<<<<

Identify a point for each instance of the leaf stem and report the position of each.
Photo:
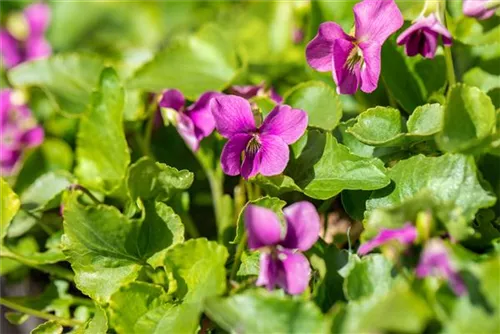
(39, 314)
(237, 256)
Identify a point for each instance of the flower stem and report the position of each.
(39, 314)
(237, 256)
(450, 69)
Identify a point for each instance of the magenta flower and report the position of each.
(405, 235)
(435, 261)
(355, 60)
(480, 9)
(423, 35)
(266, 146)
(249, 91)
(281, 262)
(29, 42)
(194, 122)
(18, 131)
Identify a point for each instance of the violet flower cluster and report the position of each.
(18, 131)
(434, 260)
(25, 40)
(265, 147)
(281, 262)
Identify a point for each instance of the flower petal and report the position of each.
(287, 123)
(201, 115)
(173, 99)
(10, 54)
(294, 271)
(376, 20)
(319, 51)
(232, 115)
(231, 153)
(435, 261)
(370, 71)
(347, 79)
(272, 157)
(303, 226)
(405, 235)
(38, 17)
(263, 227)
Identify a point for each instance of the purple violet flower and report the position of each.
(480, 9)
(249, 91)
(423, 35)
(265, 146)
(405, 235)
(435, 261)
(27, 40)
(281, 262)
(18, 131)
(354, 60)
(194, 122)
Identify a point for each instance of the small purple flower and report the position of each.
(435, 261)
(355, 60)
(249, 91)
(281, 262)
(30, 42)
(194, 122)
(266, 146)
(423, 35)
(480, 9)
(18, 131)
(405, 235)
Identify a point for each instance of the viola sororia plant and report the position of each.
(250, 166)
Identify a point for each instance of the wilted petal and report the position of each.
(173, 99)
(347, 77)
(272, 157)
(478, 9)
(38, 17)
(263, 227)
(201, 115)
(232, 115)
(10, 54)
(231, 153)
(370, 71)
(376, 20)
(319, 51)
(294, 271)
(405, 235)
(33, 137)
(435, 261)
(287, 123)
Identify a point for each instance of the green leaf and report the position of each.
(148, 179)
(203, 62)
(426, 120)
(469, 117)
(481, 79)
(9, 205)
(400, 80)
(259, 312)
(367, 277)
(49, 327)
(273, 203)
(45, 192)
(322, 167)
(106, 249)
(68, 79)
(450, 179)
(319, 100)
(102, 151)
(378, 126)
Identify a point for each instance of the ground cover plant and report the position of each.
(251, 166)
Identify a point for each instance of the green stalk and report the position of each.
(39, 314)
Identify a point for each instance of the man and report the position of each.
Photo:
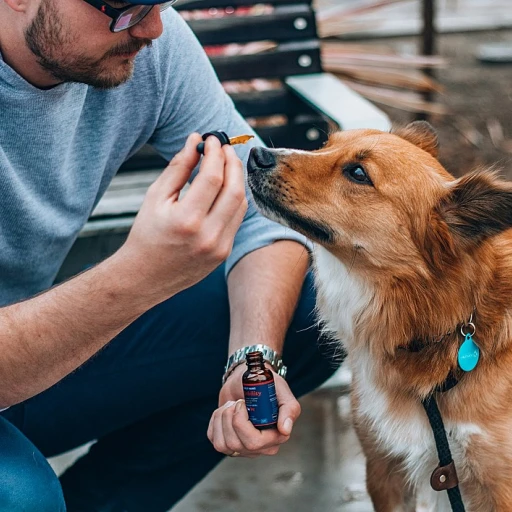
(83, 85)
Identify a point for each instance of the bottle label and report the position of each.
(261, 402)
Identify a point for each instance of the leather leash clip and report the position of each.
(444, 477)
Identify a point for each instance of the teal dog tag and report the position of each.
(469, 354)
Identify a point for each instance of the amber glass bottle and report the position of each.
(260, 393)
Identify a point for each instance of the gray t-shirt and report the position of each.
(60, 148)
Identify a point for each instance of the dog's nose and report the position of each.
(261, 159)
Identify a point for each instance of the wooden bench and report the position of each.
(308, 100)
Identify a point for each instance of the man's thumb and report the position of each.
(178, 172)
(289, 409)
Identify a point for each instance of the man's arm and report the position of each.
(173, 244)
(264, 288)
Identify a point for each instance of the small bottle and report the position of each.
(260, 393)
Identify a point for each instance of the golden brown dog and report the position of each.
(404, 256)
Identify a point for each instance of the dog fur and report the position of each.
(408, 255)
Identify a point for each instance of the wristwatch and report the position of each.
(269, 355)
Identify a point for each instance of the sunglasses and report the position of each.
(126, 17)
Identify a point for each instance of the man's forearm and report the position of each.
(264, 288)
(45, 338)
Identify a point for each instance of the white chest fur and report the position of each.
(342, 299)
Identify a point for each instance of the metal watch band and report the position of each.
(269, 355)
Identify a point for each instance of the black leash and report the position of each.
(444, 477)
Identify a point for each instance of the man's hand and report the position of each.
(230, 429)
(174, 243)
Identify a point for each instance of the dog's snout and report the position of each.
(261, 159)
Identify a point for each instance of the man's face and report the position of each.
(72, 42)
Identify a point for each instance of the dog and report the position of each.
(407, 260)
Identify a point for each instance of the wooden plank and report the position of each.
(305, 132)
(285, 23)
(125, 194)
(268, 103)
(190, 5)
(287, 59)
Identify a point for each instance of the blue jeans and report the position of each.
(147, 398)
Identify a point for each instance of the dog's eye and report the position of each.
(357, 174)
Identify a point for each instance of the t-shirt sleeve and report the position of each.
(193, 100)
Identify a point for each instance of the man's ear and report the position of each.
(421, 134)
(478, 206)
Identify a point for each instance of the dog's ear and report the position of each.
(478, 206)
(421, 134)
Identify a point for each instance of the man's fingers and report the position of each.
(252, 438)
(209, 181)
(215, 430)
(232, 194)
(178, 172)
(232, 441)
(289, 407)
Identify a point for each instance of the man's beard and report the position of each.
(51, 44)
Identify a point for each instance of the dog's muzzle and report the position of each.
(261, 159)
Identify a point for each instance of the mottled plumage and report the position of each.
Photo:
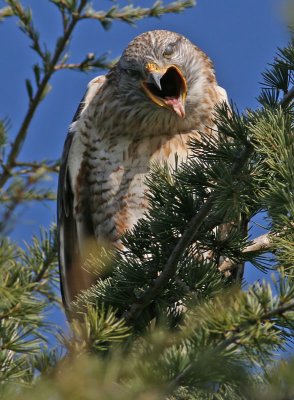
(161, 92)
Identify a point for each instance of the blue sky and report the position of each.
(241, 37)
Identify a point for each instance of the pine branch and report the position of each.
(88, 64)
(191, 233)
(129, 14)
(288, 98)
(37, 98)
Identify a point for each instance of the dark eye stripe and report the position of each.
(133, 73)
(169, 50)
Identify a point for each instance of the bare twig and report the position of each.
(129, 14)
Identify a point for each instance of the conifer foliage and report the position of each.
(168, 317)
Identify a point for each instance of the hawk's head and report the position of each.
(162, 70)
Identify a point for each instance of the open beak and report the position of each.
(166, 87)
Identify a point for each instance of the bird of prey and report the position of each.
(161, 92)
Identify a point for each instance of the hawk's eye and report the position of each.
(168, 51)
(133, 73)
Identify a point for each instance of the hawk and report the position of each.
(161, 93)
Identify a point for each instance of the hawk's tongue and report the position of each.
(176, 104)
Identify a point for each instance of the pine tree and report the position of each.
(165, 320)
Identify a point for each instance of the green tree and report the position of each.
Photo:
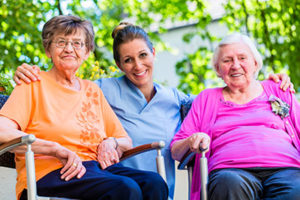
(273, 24)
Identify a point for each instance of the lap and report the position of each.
(97, 182)
(264, 183)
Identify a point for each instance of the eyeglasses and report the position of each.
(63, 43)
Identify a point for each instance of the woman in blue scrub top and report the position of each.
(148, 111)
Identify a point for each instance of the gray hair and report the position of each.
(68, 25)
(238, 38)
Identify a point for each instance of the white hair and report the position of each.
(238, 38)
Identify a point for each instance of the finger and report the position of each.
(36, 72)
(273, 77)
(21, 76)
(70, 160)
(17, 80)
(285, 82)
(196, 143)
(70, 171)
(116, 157)
(102, 164)
(73, 172)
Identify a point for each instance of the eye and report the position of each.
(127, 60)
(61, 43)
(143, 55)
(77, 44)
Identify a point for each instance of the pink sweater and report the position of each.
(244, 136)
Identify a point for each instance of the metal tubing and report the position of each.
(30, 169)
(160, 164)
(204, 176)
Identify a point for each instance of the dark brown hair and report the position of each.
(67, 24)
(126, 32)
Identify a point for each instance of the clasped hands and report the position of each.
(107, 155)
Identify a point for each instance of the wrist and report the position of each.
(115, 141)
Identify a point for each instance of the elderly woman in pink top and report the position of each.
(251, 130)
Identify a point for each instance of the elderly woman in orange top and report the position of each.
(79, 138)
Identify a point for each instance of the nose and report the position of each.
(236, 63)
(138, 64)
(68, 47)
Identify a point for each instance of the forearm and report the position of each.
(124, 144)
(39, 146)
(179, 148)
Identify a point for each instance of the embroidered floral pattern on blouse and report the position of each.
(88, 120)
(279, 107)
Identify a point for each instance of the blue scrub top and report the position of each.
(146, 122)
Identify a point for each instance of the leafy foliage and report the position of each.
(274, 24)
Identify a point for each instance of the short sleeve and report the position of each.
(19, 106)
(113, 126)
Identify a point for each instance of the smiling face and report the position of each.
(68, 58)
(136, 61)
(236, 65)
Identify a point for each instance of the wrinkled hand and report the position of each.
(27, 73)
(197, 141)
(107, 155)
(285, 81)
(72, 164)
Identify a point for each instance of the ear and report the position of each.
(48, 54)
(217, 70)
(86, 55)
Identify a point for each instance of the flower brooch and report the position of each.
(279, 107)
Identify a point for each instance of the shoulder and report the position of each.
(210, 93)
(272, 87)
(108, 82)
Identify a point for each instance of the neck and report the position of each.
(67, 79)
(243, 95)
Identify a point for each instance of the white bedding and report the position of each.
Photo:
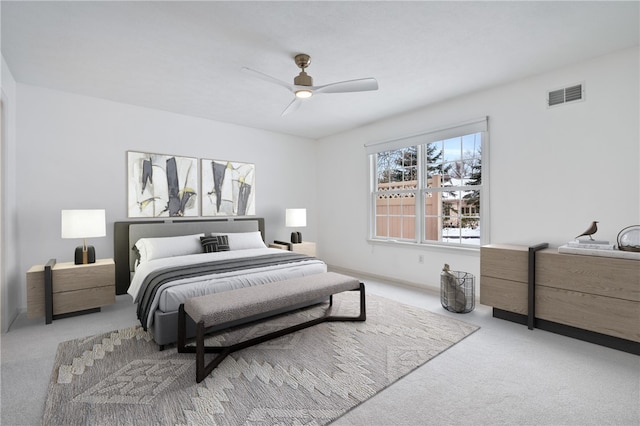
(171, 295)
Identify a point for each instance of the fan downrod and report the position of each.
(303, 79)
(303, 60)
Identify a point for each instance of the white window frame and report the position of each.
(470, 127)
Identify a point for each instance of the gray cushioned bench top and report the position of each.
(220, 308)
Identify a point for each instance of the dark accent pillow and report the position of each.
(214, 244)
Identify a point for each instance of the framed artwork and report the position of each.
(161, 185)
(228, 188)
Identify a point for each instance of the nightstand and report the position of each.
(75, 289)
(305, 247)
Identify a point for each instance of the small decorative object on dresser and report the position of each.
(56, 290)
(629, 239)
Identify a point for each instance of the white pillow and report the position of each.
(157, 248)
(243, 240)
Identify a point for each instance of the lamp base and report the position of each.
(84, 257)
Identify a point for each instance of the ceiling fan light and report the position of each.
(304, 93)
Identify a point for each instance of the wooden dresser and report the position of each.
(588, 297)
(75, 288)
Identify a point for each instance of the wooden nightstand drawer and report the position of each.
(68, 276)
(74, 287)
(80, 300)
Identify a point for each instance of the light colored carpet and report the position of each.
(309, 377)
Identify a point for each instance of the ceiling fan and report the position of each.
(303, 87)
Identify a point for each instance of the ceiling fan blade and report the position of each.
(267, 78)
(360, 85)
(294, 105)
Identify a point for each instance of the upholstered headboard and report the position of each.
(127, 233)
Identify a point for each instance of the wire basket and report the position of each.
(457, 292)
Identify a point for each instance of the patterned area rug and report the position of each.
(308, 377)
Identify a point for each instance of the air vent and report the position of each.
(567, 94)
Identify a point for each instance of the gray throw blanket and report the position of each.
(156, 279)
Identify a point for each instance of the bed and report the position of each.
(161, 264)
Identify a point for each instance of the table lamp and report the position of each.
(295, 218)
(83, 224)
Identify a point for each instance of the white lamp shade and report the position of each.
(83, 223)
(295, 218)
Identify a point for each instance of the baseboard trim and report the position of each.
(375, 277)
(612, 342)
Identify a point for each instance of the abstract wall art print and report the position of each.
(162, 185)
(228, 188)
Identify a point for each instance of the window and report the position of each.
(428, 188)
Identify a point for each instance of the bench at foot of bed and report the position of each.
(215, 309)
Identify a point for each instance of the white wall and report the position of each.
(10, 301)
(552, 170)
(72, 154)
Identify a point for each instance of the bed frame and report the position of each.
(165, 324)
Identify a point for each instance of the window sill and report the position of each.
(470, 249)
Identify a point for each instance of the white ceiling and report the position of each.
(186, 57)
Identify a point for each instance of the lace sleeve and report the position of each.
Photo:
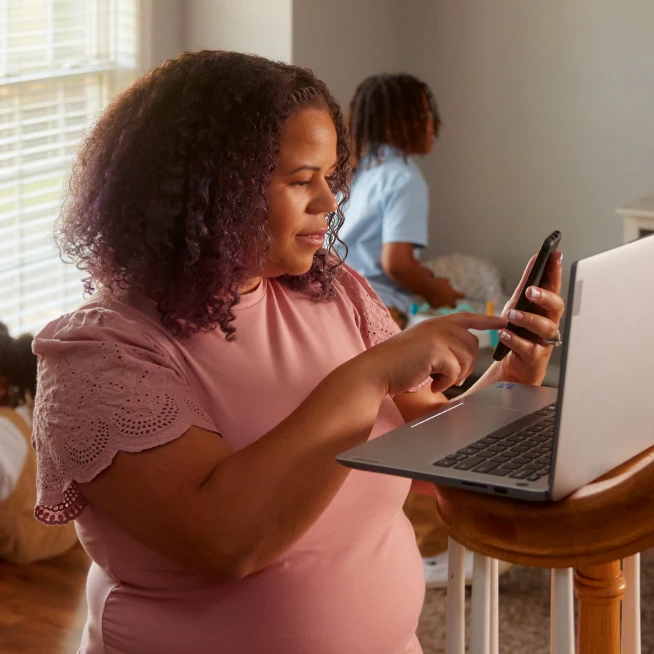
(373, 318)
(103, 387)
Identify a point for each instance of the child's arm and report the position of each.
(405, 270)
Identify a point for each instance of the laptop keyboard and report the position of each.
(524, 453)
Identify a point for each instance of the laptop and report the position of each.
(536, 443)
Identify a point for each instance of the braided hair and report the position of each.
(393, 110)
(17, 367)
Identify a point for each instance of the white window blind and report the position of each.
(60, 62)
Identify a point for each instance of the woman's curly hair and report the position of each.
(168, 192)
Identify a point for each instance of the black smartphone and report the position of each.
(534, 279)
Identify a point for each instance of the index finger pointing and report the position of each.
(476, 320)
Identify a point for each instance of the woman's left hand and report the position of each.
(527, 361)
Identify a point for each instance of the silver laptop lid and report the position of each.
(606, 397)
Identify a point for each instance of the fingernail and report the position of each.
(534, 292)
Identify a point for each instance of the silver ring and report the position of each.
(556, 341)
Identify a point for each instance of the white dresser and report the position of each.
(637, 218)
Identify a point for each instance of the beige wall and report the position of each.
(548, 111)
(256, 26)
(548, 106)
(344, 41)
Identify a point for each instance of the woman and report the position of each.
(22, 538)
(189, 413)
(394, 118)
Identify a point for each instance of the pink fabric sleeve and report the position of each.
(374, 320)
(103, 387)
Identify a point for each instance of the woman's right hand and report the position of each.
(442, 347)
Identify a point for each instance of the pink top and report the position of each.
(112, 378)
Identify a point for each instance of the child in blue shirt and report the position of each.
(392, 118)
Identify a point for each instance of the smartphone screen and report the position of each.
(534, 278)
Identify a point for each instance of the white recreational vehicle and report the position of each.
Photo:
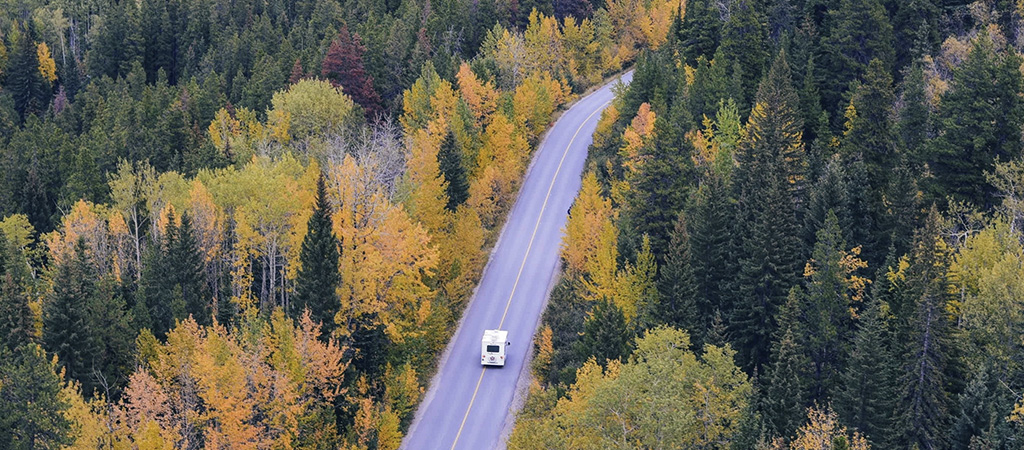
(493, 348)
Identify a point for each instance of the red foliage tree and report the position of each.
(343, 67)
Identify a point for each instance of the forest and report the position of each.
(255, 225)
(800, 229)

>>>>

■ **What is being asked**
Word for word, quote the lines from the line containing "Identify a point for each instance of the red" through the end of the material, both included, and nothing else.

■ **Written solution**
Identify a point for each instance of the red foliage tree and report the position of each.
(343, 67)
Identify a point for each instance of the forest and report the position of each.
(255, 225)
(800, 229)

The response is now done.